• Excerpted text:
Horyuji Temple (eight miles southwest of Nara) contains perhaps the oldest wooden temple building in the world. Covering 14.5 hectares and said to be founded in 607 by Prince Shotoku, the great protector of Japanese Buddhism, it contains many treasured buildings, sculptures and pictorial art objects. The five story pagoda at Horyuji was originally built in 607. Some have argued it had been unchanged since then. An investigation of timbers used to build the structure indicate the temple was rebuilt after a fire in 670. Examination of tree rings on the timber in the present structure indicate the trees were felled in 663, 631 and 624.


Horyuji

The central pillar of the temple’s pagoda has been dated back to 594. According to Japan Information Network, “Using a combination of X-ray photography and dendrochronology (the dating of wood by examining the sequence of annual growth-ring widths), the recent scientific examination of the shinbashira of the pagoda, the “heart post” that passes through the center of the pagoda, showed that the hinoki (Japanese cypress) wood used for this post was felled in A.D. 594. Assuming this timber was used shortly after it was felled, it means that the construction of the pagoda took place not at the beginning of the eighth century (around 711), as is generally believed, but about a century earlier. This firm date for the felling of the tree used for the shinbashira raised the possibility that the Horyuji–one of Japan’s most important ancient monuments–may have been constructed earlier than previously thought. The generally held theory has it that Horyuji, including the pagoda, was first built around 607 by Prince Shotoku. These structures were burnt down in 670, and the temple was rebuilt some 100 meters away from the original site, being completed by around 711. Some theories raised to explain this gap between the 711 and 584 dates are that the present shinbashira originated from another temple and was reused for the Horyuji pagoda or that the timber was stored unused for an extended period until the building of the pagoda around 607 as is generally supposed. [Japan Information Network, March 29, 2001]

Horyuji Temple was originally called Ikaruga. Kawagoe wrote: Ikaruga was built on a plan that had a rectangular garan inner precinct that was enclosed by a roofed corridor and to be entered from the south through the middle gate (chumon). Within the precinct was a pagoda, a main hall (kondo), a lecture hall (kodo). Ikarugadera was destroyed by fire. Renamed Horyuji when it was rebuilt, the renewed temple had a new innovative design element that moved the pagoda from its traditionally central position to the west side of the compound and opposite to the main hall on the east side. [Source: Aileen Kawagoe, Heritage of Japan website, heritageofjapan.wordpress.com]

Begun construction in A.D. 587 by Emperor Yomei but completed in 607 by Empress Suiko and Prince Shotoku, Horyuji is today Japan’s oldest existing temple complex. Horyuji’s structures — the Five-story Pagoda (Goju no To), the Golden Hall (Kondo), the Inner Gate (Chumon) and most of the surrounding Corridor (Kairo) are also the world’s oldest surviving buildings.

The Horyuji Temple grounds are divided into east (Saiin Temple) and west (Toin Temple). The pagoda, Chumanar gate and the Temple of Horyu are the oldest wooden buildings. Among the 55 buildings, which have been declared National Treasures, are the famous Hall of Dreams (Yumedono) , the covered gallery of the Saiian Temple, and 130-foot-high, five-tier pagoda.

• Raw records:
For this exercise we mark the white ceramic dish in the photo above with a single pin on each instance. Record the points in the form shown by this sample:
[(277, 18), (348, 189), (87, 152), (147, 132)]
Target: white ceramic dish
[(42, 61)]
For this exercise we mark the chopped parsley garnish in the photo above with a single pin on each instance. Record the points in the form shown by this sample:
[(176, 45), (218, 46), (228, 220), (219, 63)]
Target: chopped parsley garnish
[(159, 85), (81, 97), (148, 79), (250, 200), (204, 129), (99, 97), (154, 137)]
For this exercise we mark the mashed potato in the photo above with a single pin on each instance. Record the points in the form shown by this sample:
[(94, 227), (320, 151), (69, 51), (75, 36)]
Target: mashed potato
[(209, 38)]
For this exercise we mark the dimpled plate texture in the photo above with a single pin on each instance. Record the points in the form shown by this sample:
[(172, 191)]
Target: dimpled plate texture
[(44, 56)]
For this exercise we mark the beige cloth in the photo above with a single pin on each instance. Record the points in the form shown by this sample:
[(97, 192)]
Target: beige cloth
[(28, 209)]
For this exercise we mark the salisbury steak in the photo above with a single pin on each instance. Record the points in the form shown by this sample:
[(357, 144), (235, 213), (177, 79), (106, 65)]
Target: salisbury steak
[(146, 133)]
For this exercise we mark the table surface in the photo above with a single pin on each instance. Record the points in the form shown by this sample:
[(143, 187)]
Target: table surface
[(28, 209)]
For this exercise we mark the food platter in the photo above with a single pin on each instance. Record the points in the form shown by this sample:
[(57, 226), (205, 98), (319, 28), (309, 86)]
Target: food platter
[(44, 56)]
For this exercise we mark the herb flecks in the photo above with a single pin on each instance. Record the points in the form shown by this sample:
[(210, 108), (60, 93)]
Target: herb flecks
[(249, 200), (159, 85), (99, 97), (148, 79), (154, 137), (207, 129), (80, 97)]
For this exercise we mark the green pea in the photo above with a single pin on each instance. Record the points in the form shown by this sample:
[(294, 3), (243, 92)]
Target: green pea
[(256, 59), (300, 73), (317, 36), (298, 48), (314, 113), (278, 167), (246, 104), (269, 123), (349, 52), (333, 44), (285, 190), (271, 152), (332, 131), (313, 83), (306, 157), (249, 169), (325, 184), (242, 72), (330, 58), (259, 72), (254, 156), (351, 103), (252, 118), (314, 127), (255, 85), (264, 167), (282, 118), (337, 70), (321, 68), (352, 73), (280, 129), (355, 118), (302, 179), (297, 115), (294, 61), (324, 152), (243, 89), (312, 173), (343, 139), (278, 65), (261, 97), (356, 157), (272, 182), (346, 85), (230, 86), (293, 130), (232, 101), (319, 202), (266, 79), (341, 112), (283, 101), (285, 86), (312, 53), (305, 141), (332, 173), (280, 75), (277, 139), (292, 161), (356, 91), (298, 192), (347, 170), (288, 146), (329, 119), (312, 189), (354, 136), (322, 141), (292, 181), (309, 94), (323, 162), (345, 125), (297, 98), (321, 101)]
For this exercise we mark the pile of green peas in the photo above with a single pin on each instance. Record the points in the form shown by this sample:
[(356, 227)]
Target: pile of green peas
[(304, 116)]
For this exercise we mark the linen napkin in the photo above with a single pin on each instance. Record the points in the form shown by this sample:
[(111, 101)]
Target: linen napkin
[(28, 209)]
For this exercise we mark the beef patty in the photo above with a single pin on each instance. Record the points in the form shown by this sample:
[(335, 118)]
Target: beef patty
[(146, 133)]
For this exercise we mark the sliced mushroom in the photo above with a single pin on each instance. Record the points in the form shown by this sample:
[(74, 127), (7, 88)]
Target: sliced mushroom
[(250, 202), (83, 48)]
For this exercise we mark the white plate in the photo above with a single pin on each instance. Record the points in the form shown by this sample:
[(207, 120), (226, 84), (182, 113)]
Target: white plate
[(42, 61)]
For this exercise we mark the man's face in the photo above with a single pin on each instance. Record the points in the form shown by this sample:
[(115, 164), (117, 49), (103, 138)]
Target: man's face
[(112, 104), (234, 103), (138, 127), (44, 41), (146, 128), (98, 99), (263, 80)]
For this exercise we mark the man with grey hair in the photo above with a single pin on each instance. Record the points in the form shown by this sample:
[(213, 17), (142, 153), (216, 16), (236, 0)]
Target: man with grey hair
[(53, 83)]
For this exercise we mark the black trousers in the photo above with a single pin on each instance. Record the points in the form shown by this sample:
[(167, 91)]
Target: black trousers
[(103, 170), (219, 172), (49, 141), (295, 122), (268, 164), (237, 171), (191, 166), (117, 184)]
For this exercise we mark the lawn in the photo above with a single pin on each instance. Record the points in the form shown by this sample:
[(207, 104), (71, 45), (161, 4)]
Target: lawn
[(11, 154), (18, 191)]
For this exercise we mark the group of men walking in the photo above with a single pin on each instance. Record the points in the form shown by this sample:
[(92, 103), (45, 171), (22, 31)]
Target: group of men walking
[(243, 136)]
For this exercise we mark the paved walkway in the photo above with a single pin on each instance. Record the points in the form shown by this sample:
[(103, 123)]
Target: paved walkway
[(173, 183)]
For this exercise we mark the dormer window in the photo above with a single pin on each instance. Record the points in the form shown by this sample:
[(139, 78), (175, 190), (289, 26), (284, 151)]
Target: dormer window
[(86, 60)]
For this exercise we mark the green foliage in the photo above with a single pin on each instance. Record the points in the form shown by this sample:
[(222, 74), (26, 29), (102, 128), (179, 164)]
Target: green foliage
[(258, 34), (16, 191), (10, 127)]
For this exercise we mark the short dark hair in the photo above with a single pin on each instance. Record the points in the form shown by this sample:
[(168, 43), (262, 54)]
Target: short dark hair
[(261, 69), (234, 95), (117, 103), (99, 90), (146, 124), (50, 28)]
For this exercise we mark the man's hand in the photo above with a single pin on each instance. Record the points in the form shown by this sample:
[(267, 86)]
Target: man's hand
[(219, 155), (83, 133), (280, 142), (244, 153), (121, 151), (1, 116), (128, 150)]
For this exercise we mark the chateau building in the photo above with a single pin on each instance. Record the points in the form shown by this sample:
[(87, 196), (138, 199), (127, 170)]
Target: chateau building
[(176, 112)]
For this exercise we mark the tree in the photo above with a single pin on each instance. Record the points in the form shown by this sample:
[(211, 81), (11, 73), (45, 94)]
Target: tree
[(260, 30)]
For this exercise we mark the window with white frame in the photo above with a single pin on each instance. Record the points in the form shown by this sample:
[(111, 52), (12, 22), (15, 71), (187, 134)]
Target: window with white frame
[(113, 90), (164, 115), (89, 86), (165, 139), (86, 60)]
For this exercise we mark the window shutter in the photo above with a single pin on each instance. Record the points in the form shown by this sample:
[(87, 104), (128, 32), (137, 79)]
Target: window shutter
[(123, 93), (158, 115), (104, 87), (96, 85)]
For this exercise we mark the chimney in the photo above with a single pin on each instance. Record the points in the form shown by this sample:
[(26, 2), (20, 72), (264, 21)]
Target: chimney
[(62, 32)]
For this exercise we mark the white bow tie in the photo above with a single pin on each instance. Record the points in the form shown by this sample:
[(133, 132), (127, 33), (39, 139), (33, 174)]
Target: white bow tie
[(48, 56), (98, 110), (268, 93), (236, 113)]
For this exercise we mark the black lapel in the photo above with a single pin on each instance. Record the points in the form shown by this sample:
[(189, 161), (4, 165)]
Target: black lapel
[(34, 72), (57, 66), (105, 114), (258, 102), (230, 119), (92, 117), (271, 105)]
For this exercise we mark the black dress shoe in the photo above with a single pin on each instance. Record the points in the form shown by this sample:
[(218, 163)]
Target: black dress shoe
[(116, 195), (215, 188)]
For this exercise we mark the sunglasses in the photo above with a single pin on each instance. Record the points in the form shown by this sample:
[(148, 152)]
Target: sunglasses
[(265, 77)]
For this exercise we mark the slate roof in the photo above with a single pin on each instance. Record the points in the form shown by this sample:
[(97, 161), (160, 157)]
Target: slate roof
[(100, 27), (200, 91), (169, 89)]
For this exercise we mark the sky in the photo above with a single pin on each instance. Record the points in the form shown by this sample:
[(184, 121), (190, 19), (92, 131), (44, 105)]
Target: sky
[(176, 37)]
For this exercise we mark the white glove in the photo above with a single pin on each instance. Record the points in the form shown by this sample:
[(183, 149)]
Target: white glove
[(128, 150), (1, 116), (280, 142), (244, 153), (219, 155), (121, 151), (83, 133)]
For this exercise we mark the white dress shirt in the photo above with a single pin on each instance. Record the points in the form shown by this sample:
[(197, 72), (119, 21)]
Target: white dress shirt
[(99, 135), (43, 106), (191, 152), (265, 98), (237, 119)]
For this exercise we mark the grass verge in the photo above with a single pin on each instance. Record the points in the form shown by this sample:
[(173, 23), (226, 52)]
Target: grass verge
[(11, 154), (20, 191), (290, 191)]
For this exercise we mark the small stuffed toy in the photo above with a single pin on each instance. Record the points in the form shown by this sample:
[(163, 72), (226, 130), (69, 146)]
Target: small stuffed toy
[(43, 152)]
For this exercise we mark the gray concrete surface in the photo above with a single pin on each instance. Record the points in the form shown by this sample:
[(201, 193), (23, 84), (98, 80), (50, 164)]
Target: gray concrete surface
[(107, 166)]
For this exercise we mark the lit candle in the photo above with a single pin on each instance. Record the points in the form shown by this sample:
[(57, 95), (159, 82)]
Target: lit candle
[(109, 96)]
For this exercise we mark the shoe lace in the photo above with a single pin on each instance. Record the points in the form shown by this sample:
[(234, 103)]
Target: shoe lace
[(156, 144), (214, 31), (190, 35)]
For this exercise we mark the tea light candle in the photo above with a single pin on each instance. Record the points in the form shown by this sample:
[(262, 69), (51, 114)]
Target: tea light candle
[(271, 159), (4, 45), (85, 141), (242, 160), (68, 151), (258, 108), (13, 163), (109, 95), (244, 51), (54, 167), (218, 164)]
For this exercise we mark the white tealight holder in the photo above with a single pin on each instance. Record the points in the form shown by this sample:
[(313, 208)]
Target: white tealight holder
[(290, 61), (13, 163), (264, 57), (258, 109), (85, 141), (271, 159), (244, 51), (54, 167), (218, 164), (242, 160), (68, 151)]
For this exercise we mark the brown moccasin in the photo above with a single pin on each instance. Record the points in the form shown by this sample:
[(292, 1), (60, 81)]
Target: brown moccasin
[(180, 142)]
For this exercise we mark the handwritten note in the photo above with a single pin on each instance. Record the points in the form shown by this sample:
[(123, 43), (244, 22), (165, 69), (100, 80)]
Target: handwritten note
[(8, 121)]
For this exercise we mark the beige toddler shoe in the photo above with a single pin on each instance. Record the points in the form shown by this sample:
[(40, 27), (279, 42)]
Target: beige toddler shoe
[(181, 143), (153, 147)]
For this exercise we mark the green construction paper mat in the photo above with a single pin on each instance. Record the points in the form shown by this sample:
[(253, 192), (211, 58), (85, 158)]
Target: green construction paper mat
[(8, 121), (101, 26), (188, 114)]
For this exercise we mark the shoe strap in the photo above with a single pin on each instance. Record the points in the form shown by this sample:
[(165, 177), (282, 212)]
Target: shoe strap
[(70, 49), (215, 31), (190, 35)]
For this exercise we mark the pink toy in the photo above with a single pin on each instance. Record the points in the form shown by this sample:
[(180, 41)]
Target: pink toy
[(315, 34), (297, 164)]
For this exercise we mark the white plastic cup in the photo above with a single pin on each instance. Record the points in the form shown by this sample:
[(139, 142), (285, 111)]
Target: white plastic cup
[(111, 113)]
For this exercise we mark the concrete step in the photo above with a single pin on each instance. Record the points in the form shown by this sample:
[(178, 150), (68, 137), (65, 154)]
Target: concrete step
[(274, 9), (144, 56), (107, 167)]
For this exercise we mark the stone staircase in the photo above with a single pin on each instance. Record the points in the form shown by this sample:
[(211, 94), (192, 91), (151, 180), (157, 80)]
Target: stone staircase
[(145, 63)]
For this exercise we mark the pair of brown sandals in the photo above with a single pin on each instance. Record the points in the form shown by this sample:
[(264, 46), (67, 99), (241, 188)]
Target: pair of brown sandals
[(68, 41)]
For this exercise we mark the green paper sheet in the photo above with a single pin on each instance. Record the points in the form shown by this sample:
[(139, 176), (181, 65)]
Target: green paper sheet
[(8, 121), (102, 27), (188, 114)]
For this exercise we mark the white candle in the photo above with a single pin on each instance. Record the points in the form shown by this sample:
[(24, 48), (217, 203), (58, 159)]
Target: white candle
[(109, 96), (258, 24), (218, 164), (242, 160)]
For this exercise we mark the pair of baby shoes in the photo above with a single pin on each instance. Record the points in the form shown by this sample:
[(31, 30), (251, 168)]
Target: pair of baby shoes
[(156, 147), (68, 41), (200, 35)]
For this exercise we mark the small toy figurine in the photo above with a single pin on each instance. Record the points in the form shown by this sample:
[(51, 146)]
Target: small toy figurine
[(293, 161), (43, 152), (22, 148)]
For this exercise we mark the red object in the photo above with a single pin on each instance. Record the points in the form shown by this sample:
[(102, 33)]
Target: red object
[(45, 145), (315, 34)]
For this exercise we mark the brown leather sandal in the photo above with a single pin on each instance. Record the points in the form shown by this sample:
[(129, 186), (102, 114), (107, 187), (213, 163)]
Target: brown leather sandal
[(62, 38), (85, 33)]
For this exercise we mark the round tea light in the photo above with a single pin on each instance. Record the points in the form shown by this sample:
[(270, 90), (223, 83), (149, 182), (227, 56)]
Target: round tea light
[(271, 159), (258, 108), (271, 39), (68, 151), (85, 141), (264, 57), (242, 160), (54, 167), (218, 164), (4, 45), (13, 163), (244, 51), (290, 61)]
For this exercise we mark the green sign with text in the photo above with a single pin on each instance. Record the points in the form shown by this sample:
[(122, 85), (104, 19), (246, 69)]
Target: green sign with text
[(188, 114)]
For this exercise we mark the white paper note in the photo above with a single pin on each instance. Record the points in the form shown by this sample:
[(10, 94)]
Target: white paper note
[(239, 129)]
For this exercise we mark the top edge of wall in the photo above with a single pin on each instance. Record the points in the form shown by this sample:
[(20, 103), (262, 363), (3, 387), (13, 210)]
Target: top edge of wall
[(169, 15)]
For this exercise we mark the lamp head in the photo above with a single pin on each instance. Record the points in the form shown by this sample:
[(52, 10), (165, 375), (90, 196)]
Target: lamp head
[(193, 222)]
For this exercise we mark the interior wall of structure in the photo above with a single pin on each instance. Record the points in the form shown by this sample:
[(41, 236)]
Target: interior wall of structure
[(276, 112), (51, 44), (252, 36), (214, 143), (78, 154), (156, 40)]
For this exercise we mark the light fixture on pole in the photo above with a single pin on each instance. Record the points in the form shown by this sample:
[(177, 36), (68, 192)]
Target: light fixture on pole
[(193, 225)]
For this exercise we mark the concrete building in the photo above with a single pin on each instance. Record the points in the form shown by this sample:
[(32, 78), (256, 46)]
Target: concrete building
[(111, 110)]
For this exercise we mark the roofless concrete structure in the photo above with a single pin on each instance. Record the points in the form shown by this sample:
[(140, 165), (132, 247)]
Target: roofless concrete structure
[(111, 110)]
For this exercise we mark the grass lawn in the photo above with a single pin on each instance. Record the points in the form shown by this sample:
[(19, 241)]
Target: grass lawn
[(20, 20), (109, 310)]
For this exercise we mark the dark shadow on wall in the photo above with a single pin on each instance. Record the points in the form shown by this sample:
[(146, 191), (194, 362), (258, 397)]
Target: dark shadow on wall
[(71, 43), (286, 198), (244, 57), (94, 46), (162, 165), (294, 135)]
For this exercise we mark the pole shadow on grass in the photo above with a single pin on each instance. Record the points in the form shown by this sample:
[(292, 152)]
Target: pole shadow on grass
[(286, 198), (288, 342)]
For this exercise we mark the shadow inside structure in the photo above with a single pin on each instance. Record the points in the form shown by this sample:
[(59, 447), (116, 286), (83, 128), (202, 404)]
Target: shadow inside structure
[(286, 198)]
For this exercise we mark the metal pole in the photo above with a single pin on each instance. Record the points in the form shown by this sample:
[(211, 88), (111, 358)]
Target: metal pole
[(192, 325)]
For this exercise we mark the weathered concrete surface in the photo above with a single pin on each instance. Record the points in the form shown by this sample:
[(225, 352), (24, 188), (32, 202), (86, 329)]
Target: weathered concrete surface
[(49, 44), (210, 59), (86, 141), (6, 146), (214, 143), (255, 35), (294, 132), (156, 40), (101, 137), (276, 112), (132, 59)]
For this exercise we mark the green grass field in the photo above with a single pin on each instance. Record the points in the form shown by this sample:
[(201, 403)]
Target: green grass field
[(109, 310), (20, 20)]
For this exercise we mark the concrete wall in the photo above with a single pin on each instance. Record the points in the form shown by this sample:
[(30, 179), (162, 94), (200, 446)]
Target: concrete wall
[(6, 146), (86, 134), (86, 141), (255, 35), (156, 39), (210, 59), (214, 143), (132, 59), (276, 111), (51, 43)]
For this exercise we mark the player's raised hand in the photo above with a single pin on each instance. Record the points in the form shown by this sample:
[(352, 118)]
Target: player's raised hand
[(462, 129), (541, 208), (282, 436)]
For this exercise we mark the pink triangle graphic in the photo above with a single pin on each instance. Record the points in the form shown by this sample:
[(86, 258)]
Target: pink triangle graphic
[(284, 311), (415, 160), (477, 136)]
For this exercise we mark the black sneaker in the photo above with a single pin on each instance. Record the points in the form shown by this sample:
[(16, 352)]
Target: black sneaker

• Required tasks:
1) Please summarize the Horyuji text in two sentences.
2) Reproduce the Horyuji text word for word from "Begun construction in" to "130-foot-high, five-tier pagoda.".

• Written answers:
1) Horyuji Temple near Nara, said to have been founded in 607 by Prince Shotoku, is Japan's oldest existing temple complex, and its pagoda, Golden Hall, Inner Gate and most of its Corridor are called the world's oldest surviving buildings. Dating of the pagoda's central pillar to 594 has raised the possibility that the pagoda was built about a century earlier than the generally believed date of around 711, when the temple was completed after a fire in 670.

2)
Begun construction in A.D. 587 by Emperor Yomei but completed in 607 by Empress Suiko and Prince Shotoku, Horyuji is today Japan’s oldest existing temple complex. Horyuji’s structures — the Five-story Pagoda (Goju no To), the Golden Hall (Kondo), the Inner Gate (Chumon) and most of the surrounding Corridor (Kairo) are also the world’s oldest surviving buildings.

The Horyuji Temple grounds are divided into east (Saiin Temple) and west (Toin Temple). The pagoda, Chumanar gate and the Temple of Horyu are the oldest wooden buildings. Among the 55 buildings, which have been declared National Treasures, are the famous Hall of Dreams (Yumedono) , the covered gallery of the Saiian Temple, and 130-foot-high, five-tier pagoda.